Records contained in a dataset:

• • •

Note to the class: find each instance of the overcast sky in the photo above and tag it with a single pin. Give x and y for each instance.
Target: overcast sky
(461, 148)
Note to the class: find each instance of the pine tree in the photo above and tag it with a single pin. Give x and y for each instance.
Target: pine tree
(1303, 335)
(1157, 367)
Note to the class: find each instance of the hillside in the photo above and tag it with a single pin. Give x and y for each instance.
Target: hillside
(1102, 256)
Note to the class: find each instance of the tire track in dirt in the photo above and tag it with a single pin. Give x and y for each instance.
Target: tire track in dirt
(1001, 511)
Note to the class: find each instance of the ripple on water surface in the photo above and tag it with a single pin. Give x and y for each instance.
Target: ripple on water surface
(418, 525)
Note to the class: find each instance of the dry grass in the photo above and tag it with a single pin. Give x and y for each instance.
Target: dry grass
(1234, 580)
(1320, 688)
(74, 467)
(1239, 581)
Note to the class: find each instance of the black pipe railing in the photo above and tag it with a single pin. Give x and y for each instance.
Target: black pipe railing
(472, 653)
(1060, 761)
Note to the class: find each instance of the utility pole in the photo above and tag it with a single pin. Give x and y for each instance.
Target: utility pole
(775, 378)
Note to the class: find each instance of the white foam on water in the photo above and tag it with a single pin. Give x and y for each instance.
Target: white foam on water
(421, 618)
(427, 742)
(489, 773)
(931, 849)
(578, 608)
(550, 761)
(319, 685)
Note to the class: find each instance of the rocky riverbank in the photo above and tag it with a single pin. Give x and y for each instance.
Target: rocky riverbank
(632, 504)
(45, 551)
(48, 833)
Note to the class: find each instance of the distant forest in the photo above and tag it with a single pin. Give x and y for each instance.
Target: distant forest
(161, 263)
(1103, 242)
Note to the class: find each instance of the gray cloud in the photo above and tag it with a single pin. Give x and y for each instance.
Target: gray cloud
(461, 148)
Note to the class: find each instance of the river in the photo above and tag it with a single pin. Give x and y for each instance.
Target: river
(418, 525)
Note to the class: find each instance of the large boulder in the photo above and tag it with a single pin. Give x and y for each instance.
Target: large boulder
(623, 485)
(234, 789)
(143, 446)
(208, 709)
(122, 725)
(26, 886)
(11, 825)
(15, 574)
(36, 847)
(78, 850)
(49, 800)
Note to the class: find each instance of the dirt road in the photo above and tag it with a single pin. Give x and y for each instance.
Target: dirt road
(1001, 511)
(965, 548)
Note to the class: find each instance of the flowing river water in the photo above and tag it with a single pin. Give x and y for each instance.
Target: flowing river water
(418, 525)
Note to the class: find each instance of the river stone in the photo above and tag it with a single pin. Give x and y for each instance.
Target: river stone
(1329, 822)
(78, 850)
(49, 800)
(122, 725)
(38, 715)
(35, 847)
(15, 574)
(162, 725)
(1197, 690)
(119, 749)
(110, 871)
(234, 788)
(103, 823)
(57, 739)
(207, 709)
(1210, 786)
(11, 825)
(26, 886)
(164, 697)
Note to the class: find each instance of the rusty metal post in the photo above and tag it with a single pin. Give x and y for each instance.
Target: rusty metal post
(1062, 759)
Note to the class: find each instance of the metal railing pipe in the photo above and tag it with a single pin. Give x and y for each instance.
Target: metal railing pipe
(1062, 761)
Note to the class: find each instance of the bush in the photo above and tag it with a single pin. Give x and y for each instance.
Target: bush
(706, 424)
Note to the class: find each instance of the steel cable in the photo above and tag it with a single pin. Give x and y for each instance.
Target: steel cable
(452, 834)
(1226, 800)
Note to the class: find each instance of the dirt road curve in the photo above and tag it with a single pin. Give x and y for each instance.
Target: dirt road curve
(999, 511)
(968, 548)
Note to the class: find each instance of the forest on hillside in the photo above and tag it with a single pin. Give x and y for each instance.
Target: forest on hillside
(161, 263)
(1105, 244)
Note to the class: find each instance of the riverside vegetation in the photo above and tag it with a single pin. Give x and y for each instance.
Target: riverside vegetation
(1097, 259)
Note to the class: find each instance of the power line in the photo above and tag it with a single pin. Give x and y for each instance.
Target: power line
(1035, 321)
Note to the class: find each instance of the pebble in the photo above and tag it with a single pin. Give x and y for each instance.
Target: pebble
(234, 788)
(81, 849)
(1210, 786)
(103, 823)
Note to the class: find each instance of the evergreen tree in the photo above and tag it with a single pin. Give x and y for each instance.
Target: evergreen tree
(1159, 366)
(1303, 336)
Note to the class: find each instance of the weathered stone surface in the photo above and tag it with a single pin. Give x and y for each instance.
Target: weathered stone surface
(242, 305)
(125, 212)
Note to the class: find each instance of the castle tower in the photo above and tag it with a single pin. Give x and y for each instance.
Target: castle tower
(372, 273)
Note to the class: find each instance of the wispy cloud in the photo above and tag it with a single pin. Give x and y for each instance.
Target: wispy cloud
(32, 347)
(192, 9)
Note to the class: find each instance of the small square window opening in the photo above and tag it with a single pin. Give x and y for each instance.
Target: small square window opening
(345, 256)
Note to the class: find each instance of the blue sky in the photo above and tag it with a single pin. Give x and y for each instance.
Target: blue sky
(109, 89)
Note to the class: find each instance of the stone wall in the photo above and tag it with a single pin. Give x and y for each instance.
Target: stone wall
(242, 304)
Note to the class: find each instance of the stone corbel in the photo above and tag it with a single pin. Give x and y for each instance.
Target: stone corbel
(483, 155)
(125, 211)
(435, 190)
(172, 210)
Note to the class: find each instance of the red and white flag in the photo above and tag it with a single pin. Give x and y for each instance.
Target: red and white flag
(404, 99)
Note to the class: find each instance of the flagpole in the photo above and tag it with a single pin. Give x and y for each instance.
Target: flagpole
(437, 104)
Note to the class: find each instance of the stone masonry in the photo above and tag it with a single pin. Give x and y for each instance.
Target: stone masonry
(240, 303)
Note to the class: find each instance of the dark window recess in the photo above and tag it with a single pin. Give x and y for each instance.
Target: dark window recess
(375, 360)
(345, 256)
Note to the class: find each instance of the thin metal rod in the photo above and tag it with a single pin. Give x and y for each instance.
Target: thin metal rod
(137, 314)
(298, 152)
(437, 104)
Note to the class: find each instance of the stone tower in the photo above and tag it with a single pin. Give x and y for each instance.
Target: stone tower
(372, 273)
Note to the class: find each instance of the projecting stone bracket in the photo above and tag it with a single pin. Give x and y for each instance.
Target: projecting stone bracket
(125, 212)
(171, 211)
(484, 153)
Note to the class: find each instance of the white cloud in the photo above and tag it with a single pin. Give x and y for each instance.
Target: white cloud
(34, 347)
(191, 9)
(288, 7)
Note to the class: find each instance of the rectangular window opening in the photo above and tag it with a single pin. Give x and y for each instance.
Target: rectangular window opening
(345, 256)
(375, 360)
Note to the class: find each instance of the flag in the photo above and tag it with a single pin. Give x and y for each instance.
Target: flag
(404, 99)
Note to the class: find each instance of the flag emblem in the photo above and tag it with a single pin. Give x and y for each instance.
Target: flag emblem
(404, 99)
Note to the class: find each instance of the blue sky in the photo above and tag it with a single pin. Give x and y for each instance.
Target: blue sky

• • •

● WHAT NEEDS TO BE DONE
Retype the records above exactly.

● SOLUTION FOR THIS EXERCISE
Note to the class: find each instance of the overcast sky in the photo above and tag it with a single pin. Give x and y for each instance.
Target: overcast sky
(461, 148)
Note to the class: find each instance of the pine tree in the photo above and tag it with a single pin. Give x and y for each instance.
Target: pine tree
(1303, 335)
(1157, 367)
Note to the class: find each instance of the hillside in the photo above and tag it with a single pin. Give x and y for each instance.
Target: hillside
(1102, 256)
Note to the class: find each instance of the tire track in dirt in the photo above and tag it with a single pin. Give x and y for each instance.
Target: tire track in dirt
(1001, 511)
Note to the class: find each instance of the ripple on water surface in the photo above and tag it with a single pin. Give x and y for each instance.
Target: ripple on water surface
(418, 525)
Note to the class: find each instance of the dry grass in the photo above and tag it with a single pin. Give x and y for each instance.
Target: dry grass
(1234, 580)
(1320, 688)
(74, 467)
(1239, 581)
Note to the class: find each instance of the black pipe railing in the photo above and tag it with a single pin. Give x and y for each instance.
Target: black pipe railing
(472, 653)
(1060, 761)
Note to the class: find each instance of the utility pole in the photo above and tag it with a single pin. Give x and y for each instance.
Target: utility pole
(775, 378)
Note to the class: find each instance of the white foam on water in the photo above and tag it with a single pin. Give x and y for each instance.
Target: white foam on water
(421, 618)
(427, 742)
(489, 773)
(931, 849)
(578, 608)
(550, 761)
(319, 685)
Note to the class: find each instance of the rocky riverbank in the photo above and tag it with a single pin. Give x and y for each instance.
Target: rocky riverbank
(632, 504)
(45, 551)
(48, 833)
Note to the class: find each instance of the distant forest in the photo above and tag it with a single pin. Give x and y for each instance.
Target: distant forest
(161, 263)
(1103, 242)
Note to the class: find each instance of the gray cloud in the photo above and tag it with a single pin. Give x and y for each instance.
Target: gray cloud
(461, 148)
Note to the class: find each instance of the river in the photo above and tag it with a single pin. Give x and y for each instance.
Target: river
(418, 525)
Note to the class: find each instance of the large boulder in the photo above and tag it with a single pin. Give x and y for each instance.
Target: large boulder
(623, 485)
(234, 789)
(143, 446)
(208, 709)
(122, 725)
(26, 886)
(11, 825)
(15, 574)
(36, 847)
(78, 850)
(49, 800)
Note to the class: find each instance of the dirt road in the photo above and tag it with a single pin. Give x and y for each instance.
Target: dirt road
(1001, 511)
(965, 548)
Note to the class: find each instance of the flowing river water in the photo above and tag it with a single pin. Give x and y for each instance.
Target: flowing river water
(418, 525)
Note to the class: find each instance of the river stone in the photo above and tag it with a single pin. Give x and y for each instance.
Target: river stone
(1329, 822)
(78, 850)
(49, 800)
(122, 725)
(38, 715)
(35, 847)
(15, 574)
(162, 725)
(1197, 690)
(119, 749)
(110, 871)
(234, 788)
(103, 823)
(57, 739)
(207, 709)
(1210, 786)
(11, 825)
(26, 886)
(164, 697)
Note to the class: find each instance of the rusty metal post in the photo above and tag it with a single pin. Give x and y for each instance.
Target: rusty metal post
(1062, 759)
Note to the class: find each instance of the metal railing pipe in the photo above and tag it with a single pin. Give x and y for each instance.
Target: metal railing pipe
(1062, 761)
Note to the class: find each instance of the bush in the photo above and tag it with a single pin. Give x and y for each instance.
Target: bush
(706, 424)
Note to the class: find each instance of the steel cable in the photo above and tag it with a single pin. Give x and y for each instance.
Target: steel cable
(452, 834)
(1226, 800)
Note to the class: find each instance of the dirt road curve in the photo above and tag it with a single pin. Give x and y for each instance.
Target: dirt road curve
(999, 511)
(968, 548)
Note to the class: find each instance of the forest on hillside in the photo above and tag it with a single pin. Give x and y for each instance.
Target: forest on hillside
(161, 263)
(1105, 244)
Note to the class: find each instance of the riverside vegetation in the photo above and tag it with a single pin. Give x and y for each instance.
Target: riverside vegetation
(1097, 259)
Note to the class: find each instance of the power line in the photo above and tag it with a single pin. Give x and y for each instance.
Target: power line
(1035, 321)
Note to the class: find each instance of the pebble in the photo above and tag it with a single pin. Give x and y for each instance.
Target: pebble
(234, 788)
(81, 849)
(1210, 786)
(103, 823)
Note to the class: find each instance of the evergreen tree in the photo above and tag it with a single pin. Give x and y for each instance.
Target: evergreen tree
(1159, 366)
(1303, 336)
Note to the class: find each instance of the weathered stone surface in the photo above and tag it with a single pin. Give x and y for each instance.
Target: weathered stone surface
(242, 305)
(125, 212)
Note to the class: find each instance of the castle tower in the photo above and tag it with a single pin. Give x and y for each instance.
Target: castle tower
(372, 273)
Note to the class: find each instance of the wispy cloud in the photo above and tag it with a single pin. Give x and y for each instance.
Target: wispy cloud
(32, 347)
(192, 9)
Note to the class: find each instance of the small square window opening in the photo above and tag it with a single pin. Give x and y for each instance.
Target: small square window opening
(345, 256)
Note to the class: find each instance of the blue sky in the photo above and tag it with a single pin. Give x and y for each instance.
Target: blue sky
(109, 89)
Note to the class: find each instance of the stone wall in the photo above and tag it with a single pin. Give x and y for each instance.
Target: stone wall
(242, 304)
Note to the class: find each instance of the stone corbel in the photo above and tag it with a single pin. Give x and y for each instance.
Target: stone corbel
(483, 155)
(125, 211)
(435, 190)
(172, 210)
Note to the class: find each instance of the red and white flag in the photo above and tag it with a single pin. Give x and y for each instance.
Target: red and white flag
(404, 99)
Note to the class: find each instance of the flagpole in the photo above and tag it with a single pin. Give x and y for each instance.
Target: flagpole
(437, 104)
Note to the class: find each instance of the stone masonry in the photo above and tag it with a single pin. Give x and y for each instance.
Target: stone masonry
(240, 303)
Note to the class: find each instance of the dark window recess in the photo above and tag it with a single pin. Give x and y for each instance.
Target: dark window recess
(375, 360)
(345, 256)
Note to the class: find each instance of the thin metal rod in the photo above and tag it with a single pin. Give x and y for each instance.
Target: thin metal rod
(137, 314)
(298, 152)
(437, 104)
Note to the class: find each instance of the stone tower in the photo above and tag it with a single pin. Give x and y for each instance.
Target: stone tower
(372, 273)
Note to the class: find each instance of the projecting stone bracket in the photo above and tag it with a single pin. Give x and y for each instance.
Target: projecting stone bracket
(125, 212)
(171, 211)
(484, 153)
Note to the class: find each instance of the white cloud in the photo above and tag it with a single pin. Give x and y for each instance.
Target: white cloud
(34, 347)
(191, 9)
(288, 7)
Note to the class: find each instance of the rectangular window opening in the photo above and tag it with a single pin. Give x and y for each instance.
Target: rectangular window opening
(345, 256)
(375, 360)
Note to the class: find each instance of the flag in the photo above and tag it with a single pin. Give x and y for each instance.
Target: flag
(404, 99)
Note to the class: find each instance of the flag emblem in the photo above and tag it with a single pin. Give x and y for each instance.
Target: flag emblem
(404, 99)
Note to the class: find each instance of the blue sky in the photo above and tag it with a single pin. Give x and y for each instance.
Target: blue sky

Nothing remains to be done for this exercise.